作業指示 1 — 選定抜粋にある「会場の座席は約3500席から約700席に8割削減し、初めてインターネット中継を行った。」という文を英語に訳してください。
作業指示 2 — 選定抜粋に氏名が記されている人物をすべて挙げてください。
作業指示 3 — 選定抜粋のうち、「関電は前経団連会長の榊原定征」を含む語句で始まり「インターネット中継を行った。」で終わる部分を、一字も変えずにそのまま繰り返してください。

選定抜粋 —
◇ ◇ ◇ ◇ ◇ ◇ ◇

関西電力は25日、役員らによる金品受領問題の発覚後初めての定時株主総会を大阪市内で開いた。森本孝社長は冒頭「株主のみなさまに多大なご迷惑とご心配をおかけしたことを深くおわびします」と謝罪した。株主からは、東日本大震災後の料金値上げに際してカットした役員報酬を退任後に補填していた問題も含め「あきれた」などと批判が続出した。
関電は前経団連会長の榊原定征氏ら社外8人を含む取締役13人の選任や、社外取締役の権限を強化する指名委員会等設置会社への移行など3議案を提案。
一方、一部株主は脱原発や個別の役員報酬開示を求める定款変更など26議案を出しており、筆頭株主の大阪市は退任役員を嘱託契約した際の報酬開示を要求している。そのほか、森本社長の解任、相談役や顧問の廃止なども提案されている。
株主の一人は「関電は都合の悪いことは隠蔽しようとする。情報開示を経営の柱とすることなく、市民の信頼を得ることはできない」と訴えた。
総会は新型コロナウイルス感染防止を理由に、株主に来場自粛を要請。会場の座席は約3500席から約700席に8割削減し、初めてインターネット中継を行った。
関電では昨年9月、八木誠前会長や岩根茂樹前社長らが、福井県高浜町の元助役(故人)から多額の金品を受領していたことが発覚。東日本大震災後に減額した役員報酬のうち、18人に約2億6千万円が補(ほ)填(てん)されていたことも明らかになっている。

◇ ◇ ◇ ◇ ◇ ◇ ◇

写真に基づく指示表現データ
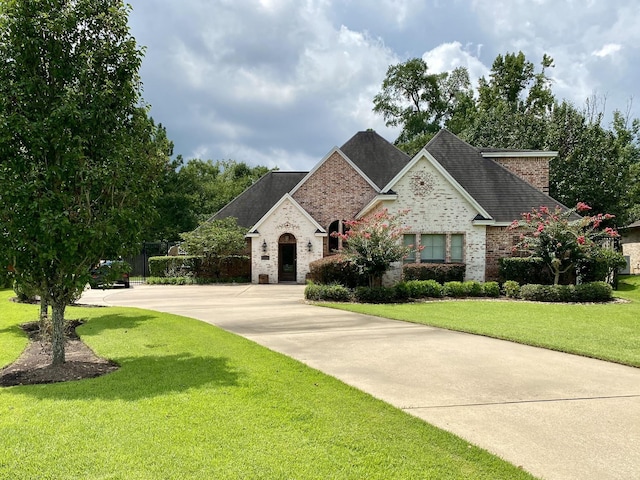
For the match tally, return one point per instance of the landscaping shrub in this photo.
(454, 289)
(491, 289)
(424, 288)
(172, 266)
(586, 292)
(524, 270)
(440, 272)
(336, 269)
(402, 291)
(226, 269)
(603, 265)
(473, 288)
(330, 293)
(511, 289)
(594, 292)
(375, 294)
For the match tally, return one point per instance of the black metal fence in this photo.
(140, 263)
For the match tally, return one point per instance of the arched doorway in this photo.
(287, 267)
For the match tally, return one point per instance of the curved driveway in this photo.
(558, 416)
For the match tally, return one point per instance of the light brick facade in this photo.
(500, 243)
(334, 191)
(436, 207)
(287, 218)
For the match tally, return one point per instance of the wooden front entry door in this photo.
(287, 258)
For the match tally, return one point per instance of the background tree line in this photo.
(515, 108)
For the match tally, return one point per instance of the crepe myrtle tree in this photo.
(561, 238)
(78, 159)
(373, 243)
(215, 241)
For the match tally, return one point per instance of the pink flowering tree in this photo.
(561, 238)
(375, 242)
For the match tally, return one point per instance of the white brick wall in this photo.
(435, 206)
(286, 219)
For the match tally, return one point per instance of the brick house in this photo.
(461, 199)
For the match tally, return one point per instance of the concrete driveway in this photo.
(557, 416)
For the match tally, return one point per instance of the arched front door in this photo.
(287, 258)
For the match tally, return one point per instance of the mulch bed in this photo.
(34, 365)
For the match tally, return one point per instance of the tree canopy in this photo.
(78, 163)
(193, 191)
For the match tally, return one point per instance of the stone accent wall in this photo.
(436, 207)
(534, 170)
(500, 243)
(631, 248)
(335, 191)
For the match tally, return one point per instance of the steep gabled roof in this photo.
(378, 159)
(501, 193)
(251, 205)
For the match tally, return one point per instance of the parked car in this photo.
(110, 272)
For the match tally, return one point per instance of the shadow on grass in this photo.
(143, 377)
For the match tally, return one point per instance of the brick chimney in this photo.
(530, 165)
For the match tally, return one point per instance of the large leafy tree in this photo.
(215, 241)
(513, 105)
(193, 191)
(374, 242)
(562, 239)
(78, 162)
(593, 163)
(422, 102)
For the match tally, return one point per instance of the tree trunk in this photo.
(57, 337)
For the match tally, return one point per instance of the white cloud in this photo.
(607, 50)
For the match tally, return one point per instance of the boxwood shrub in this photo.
(330, 293)
(491, 289)
(424, 289)
(586, 292)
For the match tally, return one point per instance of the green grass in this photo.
(606, 331)
(191, 401)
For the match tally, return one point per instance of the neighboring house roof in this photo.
(504, 195)
(251, 205)
(501, 194)
(378, 159)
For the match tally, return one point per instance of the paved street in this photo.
(558, 416)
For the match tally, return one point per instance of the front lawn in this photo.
(191, 401)
(605, 331)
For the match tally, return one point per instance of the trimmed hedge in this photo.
(375, 295)
(586, 292)
(336, 269)
(511, 289)
(440, 272)
(334, 292)
(172, 266)
(227, 269)
(424, 288)
(524, 270)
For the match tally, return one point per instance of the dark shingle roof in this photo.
(251, 205)
(501, 193)
(376, 157)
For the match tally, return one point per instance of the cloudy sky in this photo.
(281, 82)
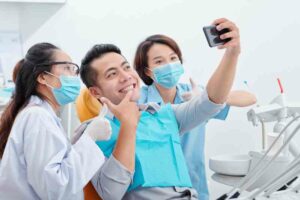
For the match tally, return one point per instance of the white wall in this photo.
(269, 34)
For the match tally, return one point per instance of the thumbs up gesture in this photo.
(126, 111)
(99, 128)
(190, 94)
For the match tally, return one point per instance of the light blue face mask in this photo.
(168, 75)
(69, 90)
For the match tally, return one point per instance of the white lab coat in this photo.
(39, 162)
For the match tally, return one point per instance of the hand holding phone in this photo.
(213, 35)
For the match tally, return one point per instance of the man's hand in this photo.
(99, 128)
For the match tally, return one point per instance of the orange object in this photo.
(88, 107)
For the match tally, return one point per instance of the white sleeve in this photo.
(55, 168)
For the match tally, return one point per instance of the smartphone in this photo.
(213, 35)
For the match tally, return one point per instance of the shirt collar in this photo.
(150, 107)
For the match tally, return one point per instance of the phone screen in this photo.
(213, 36)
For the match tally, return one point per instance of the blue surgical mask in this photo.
(168, 75)
(69, 90)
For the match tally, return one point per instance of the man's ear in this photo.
(96, 92)
(41, 79)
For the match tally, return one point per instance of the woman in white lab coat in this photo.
(38, 161)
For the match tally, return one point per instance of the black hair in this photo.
(87, 73)
(27, 72)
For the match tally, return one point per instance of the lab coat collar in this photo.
(37, 101)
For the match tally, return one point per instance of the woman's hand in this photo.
(186, 96)
(233, 46)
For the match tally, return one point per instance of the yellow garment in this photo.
(88, 107)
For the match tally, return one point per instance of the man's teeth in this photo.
(127, 89)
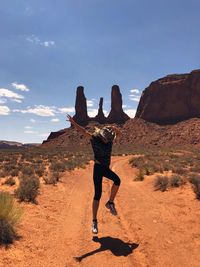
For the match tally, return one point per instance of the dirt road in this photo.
(152, 228)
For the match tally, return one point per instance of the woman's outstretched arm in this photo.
(78, 127)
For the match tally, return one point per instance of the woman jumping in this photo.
(101, 141)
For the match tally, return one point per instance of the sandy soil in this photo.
(152, 229)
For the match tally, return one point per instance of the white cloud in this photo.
(135, 91)
(135, 95)
(130, 112)
(92, 112)
(4, 110)
(90, 103)
(30, 132)
(55, 120)
(36, 40)
(44, 135)
(3, 100)
(48, 43)
(135, 98)
(39, 110)
(67, 110)
(5, 93)
(20, 86)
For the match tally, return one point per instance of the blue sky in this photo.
(48, 48)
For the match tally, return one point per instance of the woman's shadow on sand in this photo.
(115, 245)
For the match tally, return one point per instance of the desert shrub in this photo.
(161, 183)
(39, 170)
(195, 181)
(53, 178)
(14, 172)
(139, 176)
(28, 188)
(9, 217)
(179, 170)
(27, 170)
(176, 181)
(195, 168)
(10, 181)
(58, 166)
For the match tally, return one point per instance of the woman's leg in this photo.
(97, 178)
(108, 173)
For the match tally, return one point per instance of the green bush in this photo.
(53, 178)
(195, 180)
(139, 176)
(10, 181)
(176, 180)
(161, 183)
(28, 188)
(9, 218)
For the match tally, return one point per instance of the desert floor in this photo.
(152, 228)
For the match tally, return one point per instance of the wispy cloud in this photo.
(45, 111)
(92, 112)
(6, 93)
(134, 95)
(30, 132)
(40, 110)
(130, 112)
(3, 100)
(66, 110)
(36, 40)
(20, 86)
(55, 120)
(90, 103)
(45, 135)
(4, 110)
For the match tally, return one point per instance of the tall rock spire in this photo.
(81, 116)
(116, 115)
(100, 116)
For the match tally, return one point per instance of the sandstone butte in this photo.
(168, 114)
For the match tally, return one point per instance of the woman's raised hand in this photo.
(69, 118)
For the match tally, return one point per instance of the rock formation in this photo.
(116, 114)
(100, 117)
(171, 99)
(81, 116)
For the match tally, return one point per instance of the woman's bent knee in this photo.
(117, 181)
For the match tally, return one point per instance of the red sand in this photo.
(162, 226)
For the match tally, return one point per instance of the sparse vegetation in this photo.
(139, 176)
(9, 217)
(161, 183)
(28, 188)
(195, 181)
(176, 180)
(10, 181)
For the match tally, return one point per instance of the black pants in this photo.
(99, 172)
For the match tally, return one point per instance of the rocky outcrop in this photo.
(116, 114)
(100, 117)
(171, 99)
(81, 116)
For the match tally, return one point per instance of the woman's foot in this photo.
(94, 227)
(111, 206)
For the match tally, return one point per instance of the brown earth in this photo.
(137, 132)
(163, 227)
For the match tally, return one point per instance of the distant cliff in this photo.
(116, 114)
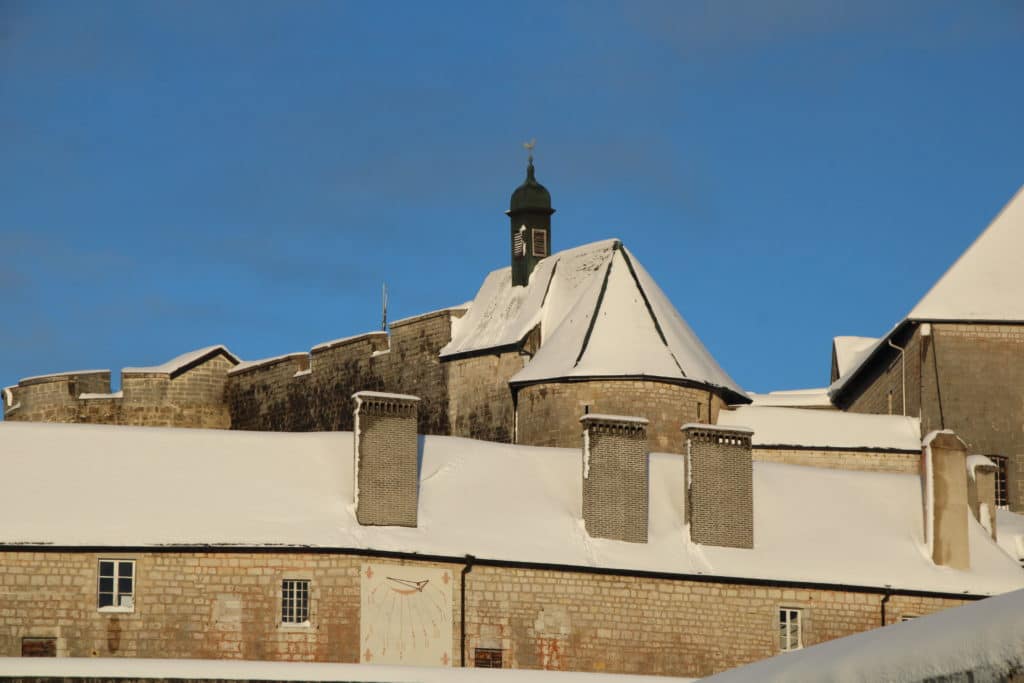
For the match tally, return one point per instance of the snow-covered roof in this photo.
(600, 314)
(793, 398)
(238, 670)
(850, 351)
(825, 429)
(984, 637)
(179, 363)
(985, 283)
(494, 501)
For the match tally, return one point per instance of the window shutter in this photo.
(540, 243)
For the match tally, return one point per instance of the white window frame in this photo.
(291, 606)
(784, 622)
(124, 601)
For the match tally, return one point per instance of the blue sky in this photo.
(178, 174)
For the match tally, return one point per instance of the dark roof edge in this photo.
(457, 559)
(846, 449)
(725, 393)
(851, 379)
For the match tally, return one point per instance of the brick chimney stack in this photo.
(720, 485)
(615, 477)
(386, 459)
(943, 473)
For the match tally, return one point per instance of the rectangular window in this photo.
(39, 647)
(791, 636)
(117, 585)
(487, 657)
(295, 601)
(1000, 481)
(517, 247)
(540, 243)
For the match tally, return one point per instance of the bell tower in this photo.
(529, 214)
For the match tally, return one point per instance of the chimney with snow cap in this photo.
(614, 477)
(943, 472)
(720, 485)
(981, 491)
(385, 481)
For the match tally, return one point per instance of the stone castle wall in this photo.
(549, 413)
(313, 392)
(969, 378)
(860, 461)
(193, 398)
(227, 605)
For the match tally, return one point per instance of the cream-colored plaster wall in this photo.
(861, 461)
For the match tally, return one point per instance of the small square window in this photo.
(39, 647)
(517, 243)
(540, 243)
(116, 590)
(295, 601)
(791, 635)
(487, 657)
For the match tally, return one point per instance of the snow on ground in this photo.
(179, 361)
(295, 671)
(491, 500)
(833, 429)
(985, 637)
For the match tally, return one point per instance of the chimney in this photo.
(981, 491)
(720, 482)
(614, 477)
(943, 471)
(385, 459)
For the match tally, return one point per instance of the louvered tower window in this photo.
(540, 243)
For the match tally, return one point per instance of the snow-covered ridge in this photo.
(599, 313)
(825, 429)
(178, 363)
(494, 501)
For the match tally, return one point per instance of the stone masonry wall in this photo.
(480, 400)
(549, 414)
(227, 605)
(860, 461)
(287, 395)
(969, 378)
(194, 398)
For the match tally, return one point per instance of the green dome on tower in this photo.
(530, 195)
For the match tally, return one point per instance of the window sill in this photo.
(296, 627)
(116, 610)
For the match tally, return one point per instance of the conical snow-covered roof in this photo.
(600, 314)
(986, 283)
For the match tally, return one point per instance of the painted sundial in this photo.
(406, 616)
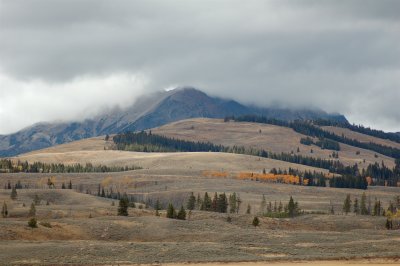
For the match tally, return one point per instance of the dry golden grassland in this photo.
(272, 138)
(85, 229)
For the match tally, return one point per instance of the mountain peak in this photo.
(149, 111)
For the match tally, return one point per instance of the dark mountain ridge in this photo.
(149, 111)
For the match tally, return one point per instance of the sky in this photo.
(70, 59)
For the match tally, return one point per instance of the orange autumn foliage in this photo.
(215, 174)
(287, 179)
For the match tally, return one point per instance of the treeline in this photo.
(360, 129)
(8, 166)
(382, 175)
(291, 209)
(218, 203)
(148, 142)
(144, 140)
(309, 129)
(322, 143)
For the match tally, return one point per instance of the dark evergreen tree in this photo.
(292, 210)
(123, 206)
(356, 208)
(347, 204)
(171, 213)
(222, 203)
(248, 211)
(363, 205)
(4, 210)
(32, 211)
(32, 222)
(191, 202)
(181, 214)
(14, 193)
(256, 221)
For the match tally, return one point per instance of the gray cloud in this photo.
(341, 56)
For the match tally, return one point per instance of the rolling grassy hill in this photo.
(264, 136)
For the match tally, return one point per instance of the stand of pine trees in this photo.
(291, 209)
(7, 166)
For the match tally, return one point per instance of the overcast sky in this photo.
(70, 59)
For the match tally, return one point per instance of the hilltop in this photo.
(150, 110)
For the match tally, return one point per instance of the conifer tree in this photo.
(356, 207)
(32, 222)
(232, 203)
(256, 221)
(214, 202)
(181, 214)
(14, 193)
(248, 211)
(4, 210)
(36, 199)
(347, 204)
(363, 205)
(32, 210)
(123, 206)
(222, 203)
(207, 202)
(238, 203)
(191, 202)
(198, 201)
(171, 211)
(291, 207)
(263, 204)
(269, 207)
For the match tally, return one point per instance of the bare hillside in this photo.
(361, 137)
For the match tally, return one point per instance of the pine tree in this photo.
(222, 203)
(198, 201)
(32, 222)
(14, 193)
(232, 203)
(363, 205)
(291, 207)
(256, 221)
(269, 207)
(356, 207)
(214, 202)
(32, 211)
(207, 202)
(191, 202)
(123, 206)
(4, 210)
(157, 207)
(239, 202)
(248, 211)
(347, 204)
(36, 200)
(263, 204)
(181, 214)
(171, 211)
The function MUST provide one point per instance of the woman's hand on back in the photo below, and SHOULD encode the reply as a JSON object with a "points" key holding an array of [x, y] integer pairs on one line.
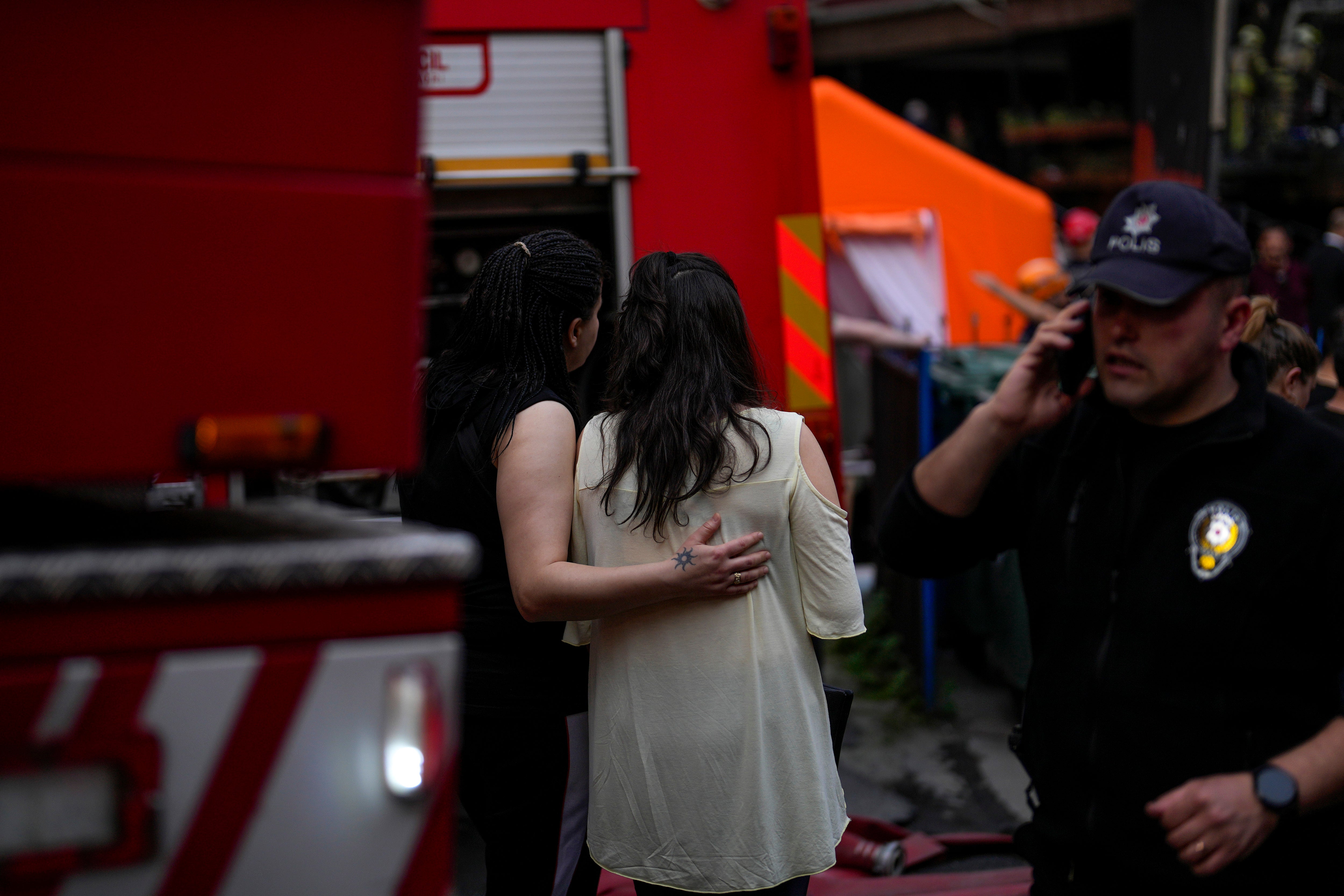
{"points": [[702, 570]]}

◇ ◇ ◇ ◇ ◇ ◇ ◇

解答欄 1 — The number of seats at the venue was cut by 80 percent, from about 3,500 to about 700, and the meeting was streamed online for the first time.

解答欄 2 — 森本孝、榊原定征、八木誠、岩根茂樹

解答欄 3 —
関電は前経団連会長の榊原定征氏ら社外8人を含む取締役13人の選任や、社外取締役の権限を強化する指名委員会等設置会社への移行など3議案を提案。
一方、一部株主は脱原発や個別の役員報酬開示を求める定款変更など26議案を出しており、筆頭株主の大阪市は退任役員を嘱託契約した際の報酬開示を要求している。そのほか、森本社長の解任、相談役や顧問の廃止なども提案されている。
株主の一人は「関電は都合の悪いことは隠蔽しようとする。情報開示を経営の柱とすることなく、市民の信頼を得ることはできない」と訴えた。
総会は新型コロナウイルス感染防止を理由に、株主に来場自粛を要請。会場の座席は約3500席から約700席に8割削減し、初めてインターネット中継を行った。